- Problem to solve: Restate the records in their entirety, word for word.

--------

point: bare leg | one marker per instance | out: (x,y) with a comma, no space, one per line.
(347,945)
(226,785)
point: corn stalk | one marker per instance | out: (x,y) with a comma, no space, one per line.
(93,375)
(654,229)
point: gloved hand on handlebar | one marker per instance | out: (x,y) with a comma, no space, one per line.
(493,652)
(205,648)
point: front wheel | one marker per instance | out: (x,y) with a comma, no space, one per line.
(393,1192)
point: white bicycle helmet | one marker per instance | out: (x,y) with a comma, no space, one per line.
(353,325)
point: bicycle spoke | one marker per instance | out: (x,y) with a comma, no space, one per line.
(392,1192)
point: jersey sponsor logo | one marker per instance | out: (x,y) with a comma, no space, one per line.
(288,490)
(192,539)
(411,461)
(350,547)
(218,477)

--------

- Task answer:
point: bare leg | one marker per instance | out: (x,y) with a comma, no space, one per line.
(347,945)
(226,785)
point: corn stalk | one marker per instance | out: (x,y) with a comma, no space, one per line.
(93,375)
(654,229)
point: gloved hand on handlebar | one marker per instance | out: (x,y) with a comma, no space, one per line.
(493,652)
(205,648)
point: front wheel | one marker per instance | out: (x,y) with a comma, no space, one per line.
(393,1192)
point: white bicycle helmet | one marker per instance | out: (x,y) with a comma, no space, one per line.
(353,325)
point: bicycle spoke | one marker per instance | out: (x,y) with a comma, no space, one per line.
(392,1192)
point: jersey sponsor logo | one marker per instance | out: (x,y) with a comma, no space, one per line.
(288,490)
(192,539)
(411,461)
(350,547)
(218,477)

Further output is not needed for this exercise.